Result: 93–95% accuracy in under 2 seconds, on a regular CPU.

How we built it

It started with data — 413,701 handwriting images, four classes, roughly balanced, all collected with informed consent and fully anonymised before we touched a single file.

Preprocessing was built in OpenCV. Training used a Hybrid Deep Neural Network — convolutional layers for visual pattern learning, dense layers (64 → 32 → 16 neurons) for decision-making, 30% dropout to keep it honest, and categorical cross-entropy as the loss function with Adam optimizer driving the updates.

The fusion weight $$\alpha$$ wasn't guessed — it was earned. We ran cross-validation across four candidates and the results were clear:

$$\alpha$$	Accuracy
0.5	91.2%
0.6	92.8%
0.7	94.6%
0.8	93.9%

$$\alpha = 0.7$$ won. The whole system ships as a live Streamlit web app — upload an image or use the camera directly.

= GIVEN RECORDS =

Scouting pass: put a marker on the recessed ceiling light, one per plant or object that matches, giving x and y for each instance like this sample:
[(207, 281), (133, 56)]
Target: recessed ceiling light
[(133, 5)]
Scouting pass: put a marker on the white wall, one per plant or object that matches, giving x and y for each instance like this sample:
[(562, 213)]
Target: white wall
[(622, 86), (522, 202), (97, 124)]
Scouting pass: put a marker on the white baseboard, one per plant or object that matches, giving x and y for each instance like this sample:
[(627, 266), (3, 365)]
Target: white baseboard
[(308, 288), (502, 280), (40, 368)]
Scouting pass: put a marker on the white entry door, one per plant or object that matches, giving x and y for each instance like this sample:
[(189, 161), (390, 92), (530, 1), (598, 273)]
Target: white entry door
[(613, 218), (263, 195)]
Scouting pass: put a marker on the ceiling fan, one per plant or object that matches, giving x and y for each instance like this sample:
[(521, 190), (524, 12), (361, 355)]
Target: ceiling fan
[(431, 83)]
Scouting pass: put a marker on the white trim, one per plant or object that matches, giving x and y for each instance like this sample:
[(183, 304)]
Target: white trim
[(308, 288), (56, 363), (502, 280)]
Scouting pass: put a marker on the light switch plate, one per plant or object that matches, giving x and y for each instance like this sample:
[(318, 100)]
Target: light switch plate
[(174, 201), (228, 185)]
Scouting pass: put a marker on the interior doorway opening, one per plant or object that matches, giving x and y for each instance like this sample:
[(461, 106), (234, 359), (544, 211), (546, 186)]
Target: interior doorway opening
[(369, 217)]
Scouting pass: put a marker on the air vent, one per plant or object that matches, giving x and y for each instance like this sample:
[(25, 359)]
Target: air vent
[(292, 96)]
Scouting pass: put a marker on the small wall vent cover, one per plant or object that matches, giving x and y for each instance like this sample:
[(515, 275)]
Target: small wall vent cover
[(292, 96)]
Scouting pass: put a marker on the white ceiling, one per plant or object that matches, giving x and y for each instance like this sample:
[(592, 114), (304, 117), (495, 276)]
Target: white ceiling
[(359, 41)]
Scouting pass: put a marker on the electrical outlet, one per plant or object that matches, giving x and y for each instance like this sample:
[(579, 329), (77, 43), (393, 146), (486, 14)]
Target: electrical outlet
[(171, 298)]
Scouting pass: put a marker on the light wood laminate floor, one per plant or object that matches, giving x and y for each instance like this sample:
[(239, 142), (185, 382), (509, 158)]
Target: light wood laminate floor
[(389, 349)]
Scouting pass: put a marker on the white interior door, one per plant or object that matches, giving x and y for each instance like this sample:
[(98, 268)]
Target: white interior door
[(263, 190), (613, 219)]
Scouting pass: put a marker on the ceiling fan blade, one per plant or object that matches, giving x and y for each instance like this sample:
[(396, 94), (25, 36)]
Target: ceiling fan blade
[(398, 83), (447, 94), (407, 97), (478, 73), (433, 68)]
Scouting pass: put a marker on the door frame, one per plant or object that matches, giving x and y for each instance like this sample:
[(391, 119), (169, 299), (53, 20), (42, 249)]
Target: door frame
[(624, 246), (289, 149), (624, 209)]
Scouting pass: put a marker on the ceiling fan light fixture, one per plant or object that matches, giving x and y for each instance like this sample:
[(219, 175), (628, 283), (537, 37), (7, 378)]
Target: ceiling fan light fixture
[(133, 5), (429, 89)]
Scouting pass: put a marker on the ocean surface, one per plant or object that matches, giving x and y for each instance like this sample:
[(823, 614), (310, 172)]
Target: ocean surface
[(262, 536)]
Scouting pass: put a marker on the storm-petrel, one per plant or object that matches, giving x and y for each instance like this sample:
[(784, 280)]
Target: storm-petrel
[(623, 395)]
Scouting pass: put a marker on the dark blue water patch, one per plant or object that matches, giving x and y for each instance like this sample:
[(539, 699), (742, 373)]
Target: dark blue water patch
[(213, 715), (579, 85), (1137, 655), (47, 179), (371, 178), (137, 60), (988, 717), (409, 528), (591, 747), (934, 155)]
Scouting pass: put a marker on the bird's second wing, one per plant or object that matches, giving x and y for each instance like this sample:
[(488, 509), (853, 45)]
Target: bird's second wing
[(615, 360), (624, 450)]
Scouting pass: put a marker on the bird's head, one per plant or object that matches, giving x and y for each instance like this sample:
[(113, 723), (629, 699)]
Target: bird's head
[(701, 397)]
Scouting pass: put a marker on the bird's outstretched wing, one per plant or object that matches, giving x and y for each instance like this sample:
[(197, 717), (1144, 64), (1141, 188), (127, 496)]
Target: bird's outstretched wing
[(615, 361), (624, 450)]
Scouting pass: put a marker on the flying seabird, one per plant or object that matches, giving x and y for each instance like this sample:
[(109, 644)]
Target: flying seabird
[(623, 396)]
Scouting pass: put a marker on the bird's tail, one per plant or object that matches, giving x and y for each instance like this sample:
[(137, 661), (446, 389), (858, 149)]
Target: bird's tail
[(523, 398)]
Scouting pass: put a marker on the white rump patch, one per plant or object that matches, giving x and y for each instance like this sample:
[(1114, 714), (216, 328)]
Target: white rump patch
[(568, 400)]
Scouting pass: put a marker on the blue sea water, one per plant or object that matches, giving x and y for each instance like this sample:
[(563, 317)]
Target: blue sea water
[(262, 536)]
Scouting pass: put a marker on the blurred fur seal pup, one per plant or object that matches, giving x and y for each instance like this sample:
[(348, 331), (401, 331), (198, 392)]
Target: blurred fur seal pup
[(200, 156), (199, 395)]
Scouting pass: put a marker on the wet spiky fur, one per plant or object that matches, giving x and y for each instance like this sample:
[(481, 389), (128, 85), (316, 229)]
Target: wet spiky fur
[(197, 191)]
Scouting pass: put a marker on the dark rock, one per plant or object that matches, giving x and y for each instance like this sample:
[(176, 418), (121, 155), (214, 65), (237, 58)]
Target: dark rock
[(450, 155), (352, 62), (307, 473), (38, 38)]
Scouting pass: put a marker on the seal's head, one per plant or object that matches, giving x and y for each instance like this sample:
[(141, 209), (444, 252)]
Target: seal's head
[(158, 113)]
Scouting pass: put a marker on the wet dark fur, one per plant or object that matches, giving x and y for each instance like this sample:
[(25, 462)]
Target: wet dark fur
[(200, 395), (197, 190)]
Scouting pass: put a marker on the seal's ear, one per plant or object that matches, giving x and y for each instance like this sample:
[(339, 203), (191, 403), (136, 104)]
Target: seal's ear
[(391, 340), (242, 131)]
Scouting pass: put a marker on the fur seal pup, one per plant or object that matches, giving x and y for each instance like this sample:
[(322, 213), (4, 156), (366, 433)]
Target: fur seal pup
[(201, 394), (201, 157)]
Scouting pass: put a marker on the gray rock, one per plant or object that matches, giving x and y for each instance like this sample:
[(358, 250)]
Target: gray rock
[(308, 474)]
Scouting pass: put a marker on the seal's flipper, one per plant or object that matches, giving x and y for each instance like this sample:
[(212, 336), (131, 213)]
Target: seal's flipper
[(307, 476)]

= WORK ORDER =
In the handwriting model write-up above, reproduce word for word the stretch that begins at the words "How we built" and stops after "a single file.".

= YOUR SOLUTION =
How we built it

It started with data — 413,701 handwriting images, four classes, roughly balanced, all collected with informed consent and fully anonymised before we touched a single file.